→ DESCRIPTION OF THE TASK:
Using the entries that follow, write out the line containing "Target: truck rear wheel", the line containing "the truck front", and every line between them, exactly and nothing else.

[Referring expression data]
----
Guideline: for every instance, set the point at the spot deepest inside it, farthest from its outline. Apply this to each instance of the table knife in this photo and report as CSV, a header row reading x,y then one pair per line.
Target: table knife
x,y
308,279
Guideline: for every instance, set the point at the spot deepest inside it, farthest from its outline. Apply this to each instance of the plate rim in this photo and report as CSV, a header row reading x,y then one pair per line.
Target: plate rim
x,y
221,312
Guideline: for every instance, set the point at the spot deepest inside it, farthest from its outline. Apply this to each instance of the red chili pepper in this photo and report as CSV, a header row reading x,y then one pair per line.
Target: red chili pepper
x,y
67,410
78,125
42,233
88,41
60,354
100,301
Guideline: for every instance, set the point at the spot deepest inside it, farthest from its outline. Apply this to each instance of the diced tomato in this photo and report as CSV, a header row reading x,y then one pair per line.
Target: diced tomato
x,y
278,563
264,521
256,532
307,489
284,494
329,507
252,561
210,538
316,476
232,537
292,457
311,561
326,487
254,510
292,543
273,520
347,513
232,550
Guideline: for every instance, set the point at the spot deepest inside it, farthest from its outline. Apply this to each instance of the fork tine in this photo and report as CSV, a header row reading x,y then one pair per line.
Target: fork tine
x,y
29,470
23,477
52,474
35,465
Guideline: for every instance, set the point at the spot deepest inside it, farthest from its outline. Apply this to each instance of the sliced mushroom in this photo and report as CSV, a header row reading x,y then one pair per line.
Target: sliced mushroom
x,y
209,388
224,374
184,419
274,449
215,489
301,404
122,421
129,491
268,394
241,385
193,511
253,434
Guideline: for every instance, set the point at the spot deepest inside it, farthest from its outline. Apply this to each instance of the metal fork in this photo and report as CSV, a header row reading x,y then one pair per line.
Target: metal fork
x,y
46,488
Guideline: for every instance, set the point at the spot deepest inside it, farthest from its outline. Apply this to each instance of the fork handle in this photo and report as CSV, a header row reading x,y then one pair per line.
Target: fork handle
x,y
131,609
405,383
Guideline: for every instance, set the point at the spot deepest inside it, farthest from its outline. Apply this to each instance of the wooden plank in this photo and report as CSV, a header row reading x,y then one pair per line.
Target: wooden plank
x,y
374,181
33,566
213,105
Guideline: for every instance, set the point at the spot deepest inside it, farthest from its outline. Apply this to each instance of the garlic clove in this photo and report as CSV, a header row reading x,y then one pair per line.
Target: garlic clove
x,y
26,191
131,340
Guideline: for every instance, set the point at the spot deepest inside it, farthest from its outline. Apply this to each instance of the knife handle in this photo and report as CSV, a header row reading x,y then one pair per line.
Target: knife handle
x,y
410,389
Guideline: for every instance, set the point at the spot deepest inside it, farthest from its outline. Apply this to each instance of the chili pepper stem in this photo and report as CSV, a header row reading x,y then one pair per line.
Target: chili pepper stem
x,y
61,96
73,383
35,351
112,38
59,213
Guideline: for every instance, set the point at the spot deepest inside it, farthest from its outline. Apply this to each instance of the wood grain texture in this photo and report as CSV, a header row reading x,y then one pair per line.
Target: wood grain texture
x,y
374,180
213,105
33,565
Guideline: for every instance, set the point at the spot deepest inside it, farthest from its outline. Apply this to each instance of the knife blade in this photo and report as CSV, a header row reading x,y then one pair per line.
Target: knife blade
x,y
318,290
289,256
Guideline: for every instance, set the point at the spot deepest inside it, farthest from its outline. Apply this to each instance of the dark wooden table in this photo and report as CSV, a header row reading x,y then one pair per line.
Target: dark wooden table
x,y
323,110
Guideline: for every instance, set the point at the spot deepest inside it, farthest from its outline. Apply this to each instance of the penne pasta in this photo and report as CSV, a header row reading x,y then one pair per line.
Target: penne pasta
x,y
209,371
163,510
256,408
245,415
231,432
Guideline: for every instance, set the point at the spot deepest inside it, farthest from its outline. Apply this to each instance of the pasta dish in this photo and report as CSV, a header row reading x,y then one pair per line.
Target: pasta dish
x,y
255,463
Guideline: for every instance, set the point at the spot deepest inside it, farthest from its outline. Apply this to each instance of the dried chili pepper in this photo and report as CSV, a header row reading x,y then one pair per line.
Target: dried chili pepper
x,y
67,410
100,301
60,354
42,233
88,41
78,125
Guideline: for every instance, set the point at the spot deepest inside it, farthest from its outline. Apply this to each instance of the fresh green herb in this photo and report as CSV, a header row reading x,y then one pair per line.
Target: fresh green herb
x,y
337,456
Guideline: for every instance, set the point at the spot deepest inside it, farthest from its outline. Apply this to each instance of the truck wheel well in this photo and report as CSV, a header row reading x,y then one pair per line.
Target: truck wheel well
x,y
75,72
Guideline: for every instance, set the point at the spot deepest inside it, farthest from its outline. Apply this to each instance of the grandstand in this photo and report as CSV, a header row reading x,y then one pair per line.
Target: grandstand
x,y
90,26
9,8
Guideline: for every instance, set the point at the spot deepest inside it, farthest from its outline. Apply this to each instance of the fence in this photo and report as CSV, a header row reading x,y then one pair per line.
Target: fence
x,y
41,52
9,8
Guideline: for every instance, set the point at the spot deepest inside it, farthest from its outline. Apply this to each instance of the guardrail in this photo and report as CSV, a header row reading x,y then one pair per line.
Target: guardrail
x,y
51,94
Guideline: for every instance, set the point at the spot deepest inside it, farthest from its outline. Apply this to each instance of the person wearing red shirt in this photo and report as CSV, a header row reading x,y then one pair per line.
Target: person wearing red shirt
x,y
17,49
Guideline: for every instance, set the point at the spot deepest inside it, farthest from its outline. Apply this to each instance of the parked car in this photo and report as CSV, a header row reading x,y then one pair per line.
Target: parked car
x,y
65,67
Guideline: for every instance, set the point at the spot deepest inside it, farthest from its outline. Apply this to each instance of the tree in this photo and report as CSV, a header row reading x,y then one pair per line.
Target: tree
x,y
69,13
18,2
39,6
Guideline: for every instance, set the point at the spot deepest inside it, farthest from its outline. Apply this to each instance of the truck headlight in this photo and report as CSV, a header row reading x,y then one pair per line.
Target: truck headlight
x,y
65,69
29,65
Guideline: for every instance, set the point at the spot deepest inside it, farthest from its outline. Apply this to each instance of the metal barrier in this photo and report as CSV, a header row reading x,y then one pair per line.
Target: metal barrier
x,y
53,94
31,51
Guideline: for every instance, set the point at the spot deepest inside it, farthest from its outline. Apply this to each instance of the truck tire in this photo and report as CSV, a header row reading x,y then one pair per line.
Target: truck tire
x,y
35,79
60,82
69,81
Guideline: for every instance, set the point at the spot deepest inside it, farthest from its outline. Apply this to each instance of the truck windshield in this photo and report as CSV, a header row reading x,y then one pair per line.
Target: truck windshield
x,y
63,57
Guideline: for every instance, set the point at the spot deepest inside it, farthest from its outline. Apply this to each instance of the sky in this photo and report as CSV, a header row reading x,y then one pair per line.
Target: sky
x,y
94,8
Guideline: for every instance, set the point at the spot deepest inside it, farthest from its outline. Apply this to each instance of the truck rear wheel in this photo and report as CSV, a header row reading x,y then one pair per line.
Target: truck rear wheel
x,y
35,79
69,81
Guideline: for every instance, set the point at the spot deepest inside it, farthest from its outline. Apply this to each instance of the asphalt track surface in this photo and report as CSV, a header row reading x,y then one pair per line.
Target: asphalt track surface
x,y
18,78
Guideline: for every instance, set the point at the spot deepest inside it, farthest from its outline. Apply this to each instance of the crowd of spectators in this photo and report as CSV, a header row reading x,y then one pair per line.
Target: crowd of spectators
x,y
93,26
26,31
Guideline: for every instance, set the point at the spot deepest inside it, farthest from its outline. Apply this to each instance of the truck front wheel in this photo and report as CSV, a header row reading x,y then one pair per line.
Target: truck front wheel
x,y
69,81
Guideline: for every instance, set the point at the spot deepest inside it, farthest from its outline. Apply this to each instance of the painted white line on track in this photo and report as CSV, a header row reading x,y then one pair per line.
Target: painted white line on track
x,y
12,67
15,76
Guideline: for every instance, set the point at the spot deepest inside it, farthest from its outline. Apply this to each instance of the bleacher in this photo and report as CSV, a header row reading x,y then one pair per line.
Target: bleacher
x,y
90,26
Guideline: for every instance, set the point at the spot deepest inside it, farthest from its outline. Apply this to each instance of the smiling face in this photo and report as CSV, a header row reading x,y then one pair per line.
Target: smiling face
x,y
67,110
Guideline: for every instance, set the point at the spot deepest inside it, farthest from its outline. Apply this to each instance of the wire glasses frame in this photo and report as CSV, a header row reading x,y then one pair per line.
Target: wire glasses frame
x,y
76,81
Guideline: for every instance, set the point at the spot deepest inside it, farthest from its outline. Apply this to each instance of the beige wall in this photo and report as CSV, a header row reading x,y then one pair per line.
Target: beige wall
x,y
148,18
----
→ SOLUTION TO THIS EXERCISE:
Target: truck rear wheel
x,y
35,79
69,81
Guideline: for every instance, set the point at the spot deepest inside it, farthest from its outline. Apply this to each instance of the asphalt track surface in this photo and report as CSV, a header row reading x,y then one pair per line.
Target: asphalt track surface
x,y
18,78
Guideline: for every instance, set the point at the spot deepest inside it, farthest from its outline. Apply this to each instance of the crowd of spectators in this photo and report as CSV, a header row reading x,y then one pair per line.
Target: crowd of spectators
x,y
93,26
26,31
Guideline: for every instance, set the point at the spot deepest inside it, farthest from its outline. Apply this to each instance of the truck front wheel in this photo and report as CSV, a header row reading x,y then one pair per line.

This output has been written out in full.